> [Task to carry out] Rewrite the lines from the one holding "TARGET = dense vegetation" through the end of the material, switching every "innermost" to "deepest" and leaving everything else unchanged.

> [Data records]

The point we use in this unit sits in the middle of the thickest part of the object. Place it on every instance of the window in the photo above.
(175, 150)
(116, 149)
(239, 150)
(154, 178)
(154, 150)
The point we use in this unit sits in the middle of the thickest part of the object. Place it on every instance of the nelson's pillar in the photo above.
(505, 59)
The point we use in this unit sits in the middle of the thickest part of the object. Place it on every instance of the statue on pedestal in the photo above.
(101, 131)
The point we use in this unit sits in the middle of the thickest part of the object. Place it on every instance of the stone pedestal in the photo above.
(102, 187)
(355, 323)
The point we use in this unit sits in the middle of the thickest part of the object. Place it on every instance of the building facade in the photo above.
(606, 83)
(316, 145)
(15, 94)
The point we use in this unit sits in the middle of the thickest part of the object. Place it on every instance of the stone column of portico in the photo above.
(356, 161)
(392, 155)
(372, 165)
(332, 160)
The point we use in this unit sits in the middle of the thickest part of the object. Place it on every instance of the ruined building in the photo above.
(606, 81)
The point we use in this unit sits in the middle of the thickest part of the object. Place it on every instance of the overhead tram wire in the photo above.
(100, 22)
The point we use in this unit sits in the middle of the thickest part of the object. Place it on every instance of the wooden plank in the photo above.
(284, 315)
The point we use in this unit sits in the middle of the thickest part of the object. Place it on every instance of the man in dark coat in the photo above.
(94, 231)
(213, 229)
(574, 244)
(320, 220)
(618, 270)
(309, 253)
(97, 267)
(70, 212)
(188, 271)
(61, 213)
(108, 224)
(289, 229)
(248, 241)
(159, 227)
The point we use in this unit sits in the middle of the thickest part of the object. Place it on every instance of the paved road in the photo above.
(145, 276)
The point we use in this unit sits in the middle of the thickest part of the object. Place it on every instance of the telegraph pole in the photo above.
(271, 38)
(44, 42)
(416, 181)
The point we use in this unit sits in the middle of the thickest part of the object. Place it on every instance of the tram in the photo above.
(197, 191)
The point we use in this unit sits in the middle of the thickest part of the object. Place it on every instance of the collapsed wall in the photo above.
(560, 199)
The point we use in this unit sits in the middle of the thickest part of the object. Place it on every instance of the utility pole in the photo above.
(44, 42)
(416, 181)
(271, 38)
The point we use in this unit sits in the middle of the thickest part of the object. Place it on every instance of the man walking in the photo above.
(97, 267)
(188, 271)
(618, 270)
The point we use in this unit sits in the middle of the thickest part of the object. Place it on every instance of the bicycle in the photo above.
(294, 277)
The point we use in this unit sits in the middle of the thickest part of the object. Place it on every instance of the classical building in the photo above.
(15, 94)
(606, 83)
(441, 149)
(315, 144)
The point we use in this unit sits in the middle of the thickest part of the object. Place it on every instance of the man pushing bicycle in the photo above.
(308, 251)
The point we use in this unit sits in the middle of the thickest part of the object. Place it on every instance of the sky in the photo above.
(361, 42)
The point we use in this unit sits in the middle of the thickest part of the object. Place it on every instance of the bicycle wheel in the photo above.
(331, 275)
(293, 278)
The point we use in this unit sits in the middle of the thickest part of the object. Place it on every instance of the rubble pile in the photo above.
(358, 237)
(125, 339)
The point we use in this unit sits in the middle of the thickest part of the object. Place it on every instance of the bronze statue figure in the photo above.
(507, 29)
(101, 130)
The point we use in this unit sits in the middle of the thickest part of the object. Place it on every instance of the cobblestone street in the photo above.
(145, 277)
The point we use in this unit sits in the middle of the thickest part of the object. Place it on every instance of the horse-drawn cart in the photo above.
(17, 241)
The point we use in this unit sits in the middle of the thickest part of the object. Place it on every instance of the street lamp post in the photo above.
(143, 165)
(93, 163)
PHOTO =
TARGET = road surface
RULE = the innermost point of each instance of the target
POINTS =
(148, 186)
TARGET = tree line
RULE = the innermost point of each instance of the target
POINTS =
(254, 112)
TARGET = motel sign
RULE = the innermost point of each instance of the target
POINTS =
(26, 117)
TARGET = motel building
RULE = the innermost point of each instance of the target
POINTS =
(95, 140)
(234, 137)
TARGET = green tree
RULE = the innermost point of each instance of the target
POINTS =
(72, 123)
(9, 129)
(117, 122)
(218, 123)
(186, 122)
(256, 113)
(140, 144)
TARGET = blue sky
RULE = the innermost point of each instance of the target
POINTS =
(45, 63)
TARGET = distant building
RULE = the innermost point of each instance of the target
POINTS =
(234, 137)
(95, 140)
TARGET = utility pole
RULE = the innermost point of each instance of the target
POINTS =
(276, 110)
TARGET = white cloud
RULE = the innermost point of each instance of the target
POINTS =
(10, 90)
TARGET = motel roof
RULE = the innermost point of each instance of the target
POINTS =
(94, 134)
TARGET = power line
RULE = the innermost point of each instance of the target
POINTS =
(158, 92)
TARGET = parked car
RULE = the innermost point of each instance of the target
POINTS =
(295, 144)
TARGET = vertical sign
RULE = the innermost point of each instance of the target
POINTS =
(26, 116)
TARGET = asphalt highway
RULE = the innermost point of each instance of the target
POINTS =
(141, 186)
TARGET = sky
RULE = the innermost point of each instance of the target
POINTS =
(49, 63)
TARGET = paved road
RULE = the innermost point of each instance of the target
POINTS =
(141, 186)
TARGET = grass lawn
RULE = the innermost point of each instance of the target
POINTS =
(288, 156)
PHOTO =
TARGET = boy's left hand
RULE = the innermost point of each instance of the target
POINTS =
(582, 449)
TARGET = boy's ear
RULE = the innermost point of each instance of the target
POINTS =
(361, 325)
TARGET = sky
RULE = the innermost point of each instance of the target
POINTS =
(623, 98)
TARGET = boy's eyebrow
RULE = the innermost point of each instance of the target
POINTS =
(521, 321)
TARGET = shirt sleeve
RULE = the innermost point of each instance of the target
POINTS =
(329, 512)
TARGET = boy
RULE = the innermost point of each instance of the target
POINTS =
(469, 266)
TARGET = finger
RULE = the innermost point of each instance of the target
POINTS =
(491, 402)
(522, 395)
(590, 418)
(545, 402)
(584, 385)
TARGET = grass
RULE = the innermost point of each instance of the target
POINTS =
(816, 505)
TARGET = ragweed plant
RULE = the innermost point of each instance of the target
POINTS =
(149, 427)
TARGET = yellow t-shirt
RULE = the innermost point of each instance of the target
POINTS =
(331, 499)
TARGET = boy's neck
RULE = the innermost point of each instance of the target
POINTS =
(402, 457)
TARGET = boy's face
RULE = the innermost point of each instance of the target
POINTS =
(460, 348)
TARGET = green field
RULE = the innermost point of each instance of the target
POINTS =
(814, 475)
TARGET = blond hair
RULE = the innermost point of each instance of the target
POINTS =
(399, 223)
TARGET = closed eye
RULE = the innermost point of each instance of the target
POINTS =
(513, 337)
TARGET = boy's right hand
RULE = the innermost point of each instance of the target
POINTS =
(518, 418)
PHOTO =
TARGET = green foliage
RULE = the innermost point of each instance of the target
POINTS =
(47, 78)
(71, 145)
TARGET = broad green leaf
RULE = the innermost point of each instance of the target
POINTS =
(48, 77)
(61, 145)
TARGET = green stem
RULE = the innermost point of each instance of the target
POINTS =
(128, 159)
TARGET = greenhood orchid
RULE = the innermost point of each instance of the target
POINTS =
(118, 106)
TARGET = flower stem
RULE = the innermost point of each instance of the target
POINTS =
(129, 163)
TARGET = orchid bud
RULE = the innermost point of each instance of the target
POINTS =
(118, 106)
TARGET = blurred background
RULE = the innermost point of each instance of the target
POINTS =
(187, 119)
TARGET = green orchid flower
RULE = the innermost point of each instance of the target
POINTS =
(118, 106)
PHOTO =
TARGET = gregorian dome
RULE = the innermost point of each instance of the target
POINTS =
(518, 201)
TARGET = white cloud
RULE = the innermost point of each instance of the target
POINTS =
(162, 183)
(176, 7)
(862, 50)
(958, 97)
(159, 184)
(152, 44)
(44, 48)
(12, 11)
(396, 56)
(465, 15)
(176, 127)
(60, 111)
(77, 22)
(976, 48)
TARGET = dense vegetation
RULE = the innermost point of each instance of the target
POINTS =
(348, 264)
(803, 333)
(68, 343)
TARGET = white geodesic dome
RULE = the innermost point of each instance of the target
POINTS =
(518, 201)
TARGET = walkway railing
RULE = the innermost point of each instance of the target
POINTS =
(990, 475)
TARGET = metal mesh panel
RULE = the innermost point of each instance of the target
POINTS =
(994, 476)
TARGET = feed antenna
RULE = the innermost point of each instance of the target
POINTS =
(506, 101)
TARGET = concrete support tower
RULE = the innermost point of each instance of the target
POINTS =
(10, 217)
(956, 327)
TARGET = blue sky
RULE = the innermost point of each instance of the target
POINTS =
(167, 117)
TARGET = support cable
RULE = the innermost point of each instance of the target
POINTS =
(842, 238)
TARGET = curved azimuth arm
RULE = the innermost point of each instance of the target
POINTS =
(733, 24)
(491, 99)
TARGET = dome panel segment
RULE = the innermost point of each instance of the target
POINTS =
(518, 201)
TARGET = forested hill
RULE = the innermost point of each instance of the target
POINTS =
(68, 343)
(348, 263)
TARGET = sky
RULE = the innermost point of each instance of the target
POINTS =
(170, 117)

> [Task answer]
TARGET = dense vegetation
RULE = the deepest point of each instance of the target
POINTS =
(348, 264)
(803, 333)
(68, 343)
TARGET = white geodesic dome
RULE = the deepest point of each instance of the target
POINTS =
(518, 201)
TARGET = walkway railing
RULE = the deepest point of each instance of the target
POINTS =
(990, 475)
TARGET = metal mesh panel
RULE = the deepest point of each instance of the target
POINTS =
(994, 476)
TARGET = feed antenna
RULE = the deepest point of each instance of the target
POINTS =
(506, 101)
TARGET = concrete support tower
RULE = the deepest point of each instance of the target
POINTS =
(10, 217)
(956, 327)
TARGET = blue sky
RULE = the deepest point of each instance of the target
POINTS =
(167, 117)
TARGET = support cable
RULE = the deepest point of each instance of the target
POINTS =
(842, 238)
TARGET = curved azimuth arm
RULE = the deepest point of each instance of the target
POINTS =
(733, 24)
(491, 99)
TARGET = dome panel segment
RULE = the deepest point of each instance of the target
POINTS =
(518, 201)
TARGET = forested hill
RULE = the deepest point of each instance of the target
POINTS =
(68, 343)
(348, 263)
TARGET = sky
RULE = the deepest point of each instance of the target
POINTS =
(170, 117)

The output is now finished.